I prefer to use the correct term here: racial riots, or ethnic riots, or religious riots. Pogroms are specific to some parts of Europe, at certain times of history. Holocaust is also culture specific. And the ethnic riots of Sri Lanka for all the inhumanity they display, and all the cruelty they inflict on totally harmless people, ere nothing compared to the planned extermination of Jews in Europe at various times and culminating in the holocaust organised under Hitler or the massacres of Armenians by Turks, or the massacres of Hindus and Muslims as a prelude to and in the aftermath of the partition of British India.
Post-independence Sri Lanka has seen two phases or cycles of violence, the first in the period 1955-1960, and the second beginning around 1975 and persisting now for over a decade with several episodes of violence. In both instances the violence was triggered off by sharp disagreements over fundamentally important issues relating to national and ethnic identity, and over the nature of the Sri Lanka polity. The first saw the emergence of the powerful force of linguistic nationalism. Its divisive effect stemmed from the fact that it affected Sinhalese and Tamil alike in a clash between two competing linguistic nationalisms. In the second period the powerful force that disturbed the peace was Tamil separatism and the threat it posed to the integrity and indeed the survival of the Sri Lankan state in the form it has taken since 1815-1818. I have traced the evolution of these conflicting nationalisms, and the emergence of Tamil separatism in detail in my book. Michael Roberts has his own version of the evolution of Tamil nationalism set out in this review but that version is not original – he and several others have said it before – and it is not though I have ignored discussion of this theme myself. But his contention is that Tamil nationalism is a reactive force, reacting against the excesses of Sinhalese-Buddhist nationalism. I disagree. No nationalism is entirely reactive, and certainly not Tamil nationalism, given the proximity of Southern India, the reservoir of Dravidian and Tamil nationalism and separatism, to Sri Lanka. Michael Roberts makes no mention of this latter factor in his survey of the emergence of Tamil nationalism in Sri Lanka.
I find myself recoiling instinctively from the more extreme forms of Sinhalese-Buddhist nationalism, and I have seldom hesitated to criticise these. But, at the same time I do not accept the position that Michael Roberts takes, that the current problems of Sri Lanka are the inevitable result of the working out of Sinhalese-Buddhist nationalism. I would not absolve Tamil politicians of the Tamil Congress, the Federal Party and the Tamil United Liberation Front from some blame in this regard.
I have shown how the Tamils’ conception of their place in the Sri Lanka polity has kept changing over the last sixty to seventy years, from regarding themselves and being regarded as one of two majority communities (that is, parity of status with the much larger Sinhalese community), to the position of the principal minority group in the island and indeed the leader of the minority groups, to a search for a something akin to majority status through the so-called “50-50” scheme whereby membership of the legislature was to be artificially divided into 50 for the Sinhalese and 50 for the minorities. That reductio ad absurdum of legislative gerrymandering never had a serious chance of acceptance by the British. But the “50-50” agitation led directly and indirectly to an advocacy of federalism where majority status could be achieved in some part of the country either as an integral part of a second tier of government, or as an autonomous region. From this to separatism was the next – but not inevitable – step.

» ASSIGNMENT 1: Please print the part of the Sri Lanka passage starting at "I find myself" and ending at "in this regard.".
» ASSIGNMENT 2: In the Sri Lanka passage, which years does the first phase of post-independence violence cover?

» DATA SECTION:

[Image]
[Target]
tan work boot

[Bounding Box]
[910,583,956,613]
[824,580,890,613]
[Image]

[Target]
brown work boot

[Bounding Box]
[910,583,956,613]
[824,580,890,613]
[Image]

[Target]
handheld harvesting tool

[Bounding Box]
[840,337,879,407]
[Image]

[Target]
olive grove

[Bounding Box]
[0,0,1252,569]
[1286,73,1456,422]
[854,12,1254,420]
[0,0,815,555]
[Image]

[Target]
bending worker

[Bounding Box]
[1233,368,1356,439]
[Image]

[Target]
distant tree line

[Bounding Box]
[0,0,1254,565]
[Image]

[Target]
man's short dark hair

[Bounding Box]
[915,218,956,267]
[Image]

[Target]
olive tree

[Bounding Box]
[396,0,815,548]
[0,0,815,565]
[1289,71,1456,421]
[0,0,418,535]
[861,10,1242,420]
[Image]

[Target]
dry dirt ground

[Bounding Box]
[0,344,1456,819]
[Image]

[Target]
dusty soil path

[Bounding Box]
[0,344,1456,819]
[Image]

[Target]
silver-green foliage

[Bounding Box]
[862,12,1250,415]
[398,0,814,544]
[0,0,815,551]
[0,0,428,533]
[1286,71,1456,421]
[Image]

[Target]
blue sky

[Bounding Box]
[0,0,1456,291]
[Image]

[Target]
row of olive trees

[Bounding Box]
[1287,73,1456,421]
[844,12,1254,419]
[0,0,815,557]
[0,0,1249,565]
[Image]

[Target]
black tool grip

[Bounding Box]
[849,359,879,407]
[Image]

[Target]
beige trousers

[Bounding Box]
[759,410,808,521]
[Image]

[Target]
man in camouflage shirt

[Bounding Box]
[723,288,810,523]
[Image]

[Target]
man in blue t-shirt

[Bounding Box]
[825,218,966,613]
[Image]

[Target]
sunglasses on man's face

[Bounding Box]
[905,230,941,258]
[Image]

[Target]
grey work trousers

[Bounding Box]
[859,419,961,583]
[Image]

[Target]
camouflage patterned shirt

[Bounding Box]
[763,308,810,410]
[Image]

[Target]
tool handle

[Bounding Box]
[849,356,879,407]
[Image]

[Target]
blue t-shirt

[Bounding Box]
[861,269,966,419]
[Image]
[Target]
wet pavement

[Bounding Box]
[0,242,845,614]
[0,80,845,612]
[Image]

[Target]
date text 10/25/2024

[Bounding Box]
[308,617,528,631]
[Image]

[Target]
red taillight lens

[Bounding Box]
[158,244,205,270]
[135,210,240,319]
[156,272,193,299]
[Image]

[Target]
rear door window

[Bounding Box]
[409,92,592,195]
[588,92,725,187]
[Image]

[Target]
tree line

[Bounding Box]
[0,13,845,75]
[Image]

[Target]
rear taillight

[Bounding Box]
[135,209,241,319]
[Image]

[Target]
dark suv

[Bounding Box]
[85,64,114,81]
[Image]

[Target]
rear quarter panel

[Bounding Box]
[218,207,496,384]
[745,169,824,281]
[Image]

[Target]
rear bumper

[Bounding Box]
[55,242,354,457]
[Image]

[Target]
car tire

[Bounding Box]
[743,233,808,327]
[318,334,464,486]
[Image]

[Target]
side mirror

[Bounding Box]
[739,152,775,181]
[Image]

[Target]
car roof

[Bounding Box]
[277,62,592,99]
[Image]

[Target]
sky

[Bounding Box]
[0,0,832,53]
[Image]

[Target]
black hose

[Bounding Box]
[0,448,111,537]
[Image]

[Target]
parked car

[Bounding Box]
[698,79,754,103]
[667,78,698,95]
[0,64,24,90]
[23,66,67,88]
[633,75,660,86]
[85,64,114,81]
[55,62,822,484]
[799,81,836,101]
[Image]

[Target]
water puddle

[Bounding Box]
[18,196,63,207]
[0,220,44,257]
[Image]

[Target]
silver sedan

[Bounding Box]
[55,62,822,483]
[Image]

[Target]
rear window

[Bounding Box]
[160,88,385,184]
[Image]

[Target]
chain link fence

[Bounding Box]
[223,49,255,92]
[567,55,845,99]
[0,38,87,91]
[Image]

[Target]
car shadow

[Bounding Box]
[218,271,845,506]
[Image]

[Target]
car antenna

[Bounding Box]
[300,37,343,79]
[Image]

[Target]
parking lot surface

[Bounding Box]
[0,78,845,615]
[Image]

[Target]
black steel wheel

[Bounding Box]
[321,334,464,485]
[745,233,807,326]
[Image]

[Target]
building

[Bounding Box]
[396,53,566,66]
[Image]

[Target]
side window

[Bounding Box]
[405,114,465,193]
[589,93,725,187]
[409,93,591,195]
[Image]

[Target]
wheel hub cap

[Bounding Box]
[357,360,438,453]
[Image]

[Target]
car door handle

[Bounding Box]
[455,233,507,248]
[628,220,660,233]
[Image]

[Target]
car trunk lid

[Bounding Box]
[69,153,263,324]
--
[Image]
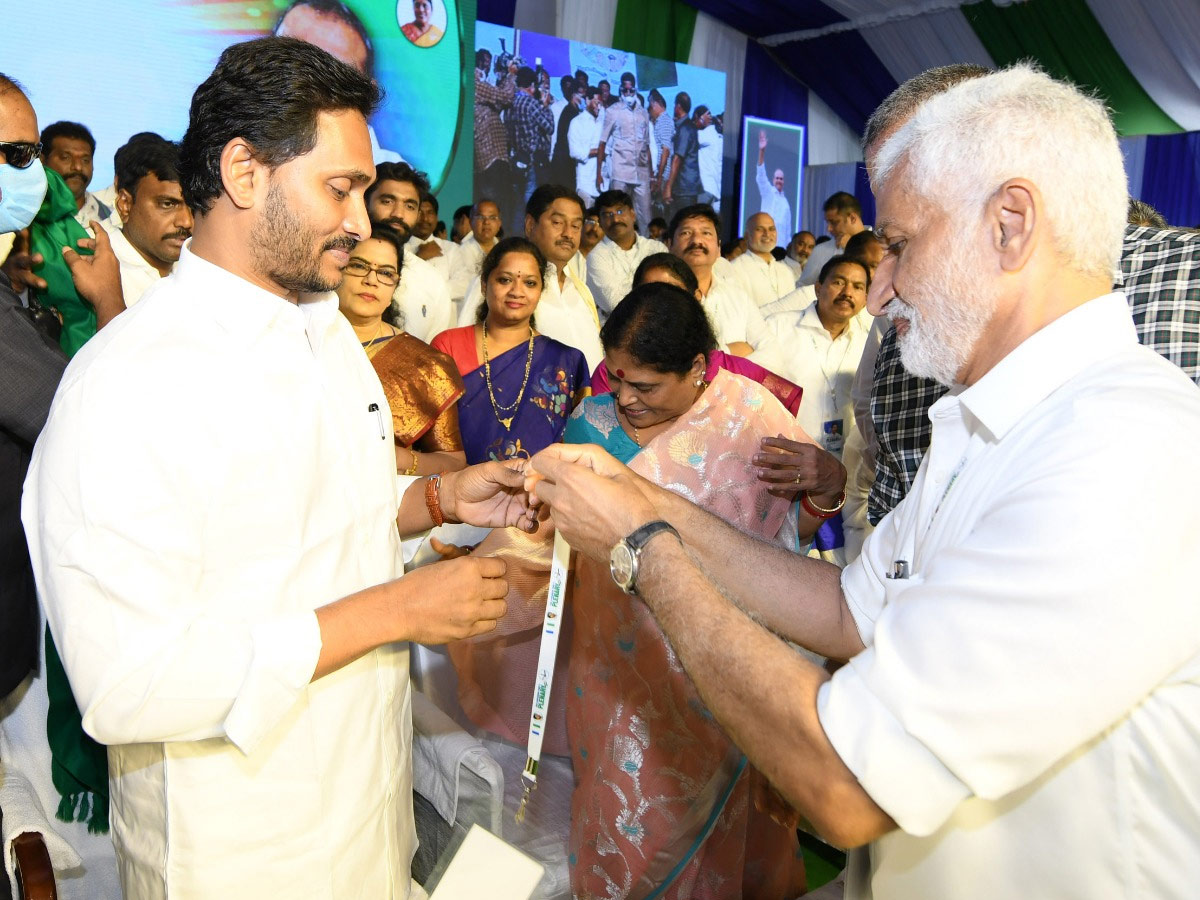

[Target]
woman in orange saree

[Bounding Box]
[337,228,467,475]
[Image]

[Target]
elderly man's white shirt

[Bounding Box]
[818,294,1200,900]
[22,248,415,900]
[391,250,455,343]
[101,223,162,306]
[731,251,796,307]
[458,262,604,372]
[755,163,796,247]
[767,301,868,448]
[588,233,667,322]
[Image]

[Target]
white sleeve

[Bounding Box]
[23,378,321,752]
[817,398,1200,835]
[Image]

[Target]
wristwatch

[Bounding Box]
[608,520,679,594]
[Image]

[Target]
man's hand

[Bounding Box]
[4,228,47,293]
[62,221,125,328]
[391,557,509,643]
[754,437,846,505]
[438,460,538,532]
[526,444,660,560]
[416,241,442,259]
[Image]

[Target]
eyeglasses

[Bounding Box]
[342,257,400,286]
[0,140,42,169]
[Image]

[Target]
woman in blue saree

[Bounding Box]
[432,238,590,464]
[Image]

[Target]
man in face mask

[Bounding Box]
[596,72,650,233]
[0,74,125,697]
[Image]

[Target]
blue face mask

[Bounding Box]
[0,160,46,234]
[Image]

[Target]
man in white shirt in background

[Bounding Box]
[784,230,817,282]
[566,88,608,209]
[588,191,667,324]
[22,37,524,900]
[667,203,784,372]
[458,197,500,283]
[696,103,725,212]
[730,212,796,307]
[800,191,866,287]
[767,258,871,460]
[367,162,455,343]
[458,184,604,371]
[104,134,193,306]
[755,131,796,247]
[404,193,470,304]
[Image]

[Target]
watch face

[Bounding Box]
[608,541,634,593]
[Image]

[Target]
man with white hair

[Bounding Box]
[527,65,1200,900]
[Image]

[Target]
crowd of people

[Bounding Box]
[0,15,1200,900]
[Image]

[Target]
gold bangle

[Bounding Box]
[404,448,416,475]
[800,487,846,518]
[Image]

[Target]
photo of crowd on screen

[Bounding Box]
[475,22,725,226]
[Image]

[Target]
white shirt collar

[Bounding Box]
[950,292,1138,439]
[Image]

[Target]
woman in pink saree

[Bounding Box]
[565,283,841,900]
* * *
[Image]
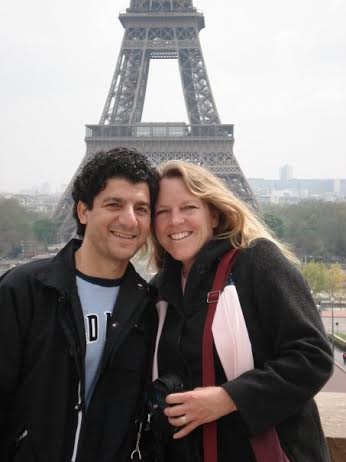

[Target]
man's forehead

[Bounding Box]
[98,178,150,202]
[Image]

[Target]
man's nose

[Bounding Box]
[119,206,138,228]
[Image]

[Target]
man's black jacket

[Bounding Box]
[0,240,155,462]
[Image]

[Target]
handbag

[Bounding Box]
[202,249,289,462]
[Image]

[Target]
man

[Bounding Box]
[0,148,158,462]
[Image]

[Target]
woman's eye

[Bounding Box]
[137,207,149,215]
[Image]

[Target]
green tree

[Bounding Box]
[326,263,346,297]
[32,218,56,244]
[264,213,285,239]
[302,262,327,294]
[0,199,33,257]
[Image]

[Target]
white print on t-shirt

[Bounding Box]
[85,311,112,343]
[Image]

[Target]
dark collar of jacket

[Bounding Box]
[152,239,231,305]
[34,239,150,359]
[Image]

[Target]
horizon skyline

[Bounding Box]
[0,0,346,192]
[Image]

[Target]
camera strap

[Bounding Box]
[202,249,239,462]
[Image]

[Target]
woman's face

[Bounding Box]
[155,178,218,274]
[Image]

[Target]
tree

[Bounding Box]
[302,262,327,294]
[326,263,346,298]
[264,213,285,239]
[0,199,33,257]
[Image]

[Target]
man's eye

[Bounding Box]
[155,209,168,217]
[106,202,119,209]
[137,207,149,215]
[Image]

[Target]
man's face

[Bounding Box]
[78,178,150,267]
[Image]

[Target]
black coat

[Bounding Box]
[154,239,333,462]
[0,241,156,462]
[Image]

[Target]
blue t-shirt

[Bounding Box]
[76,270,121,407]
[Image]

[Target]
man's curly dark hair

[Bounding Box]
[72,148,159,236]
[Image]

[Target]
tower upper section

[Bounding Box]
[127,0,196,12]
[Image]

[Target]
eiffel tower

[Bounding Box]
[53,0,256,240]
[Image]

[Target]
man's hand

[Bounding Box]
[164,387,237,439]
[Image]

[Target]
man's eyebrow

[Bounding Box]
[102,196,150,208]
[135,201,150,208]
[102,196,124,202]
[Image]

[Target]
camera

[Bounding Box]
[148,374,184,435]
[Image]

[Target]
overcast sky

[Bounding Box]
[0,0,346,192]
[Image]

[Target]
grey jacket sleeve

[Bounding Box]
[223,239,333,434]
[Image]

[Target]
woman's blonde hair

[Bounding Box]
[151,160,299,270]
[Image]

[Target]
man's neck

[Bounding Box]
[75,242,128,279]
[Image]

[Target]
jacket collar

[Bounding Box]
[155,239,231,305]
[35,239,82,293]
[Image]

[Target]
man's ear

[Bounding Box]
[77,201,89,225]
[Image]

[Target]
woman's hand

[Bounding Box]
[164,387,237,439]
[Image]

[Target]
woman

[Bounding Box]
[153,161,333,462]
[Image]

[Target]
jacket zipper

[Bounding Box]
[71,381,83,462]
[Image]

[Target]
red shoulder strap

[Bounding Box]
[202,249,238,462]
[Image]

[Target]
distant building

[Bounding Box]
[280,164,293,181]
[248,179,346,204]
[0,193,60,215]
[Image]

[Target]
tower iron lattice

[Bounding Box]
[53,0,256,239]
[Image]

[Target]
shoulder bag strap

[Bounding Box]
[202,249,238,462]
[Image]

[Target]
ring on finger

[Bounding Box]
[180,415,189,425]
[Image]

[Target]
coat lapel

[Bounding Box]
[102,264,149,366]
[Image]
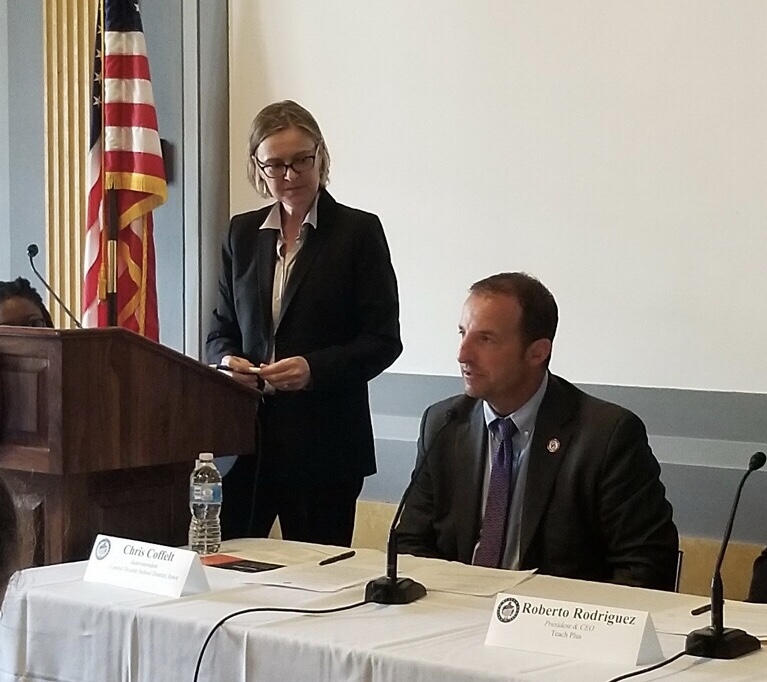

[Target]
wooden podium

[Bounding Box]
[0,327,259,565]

» EXERCISE OUTPUT 1:
I find myself recoiling instinctively from the more extreme forms of Sinhalese-Buddhist nationalism, and I have seldom hesitated to criticise these. But, at the same time I do not accept the position that Michael Roberts takes, that the current problems of Sri Lanka are the inevitable result of the working out of Sinhalese-Buddhist nationalism. I would not absolve Tamil politicians of the Tamil Congress, the Federal Party and the Tamil United Liberation Front from some blame in this regard.

» EXERCISE OUTPUT 2: 1955-1960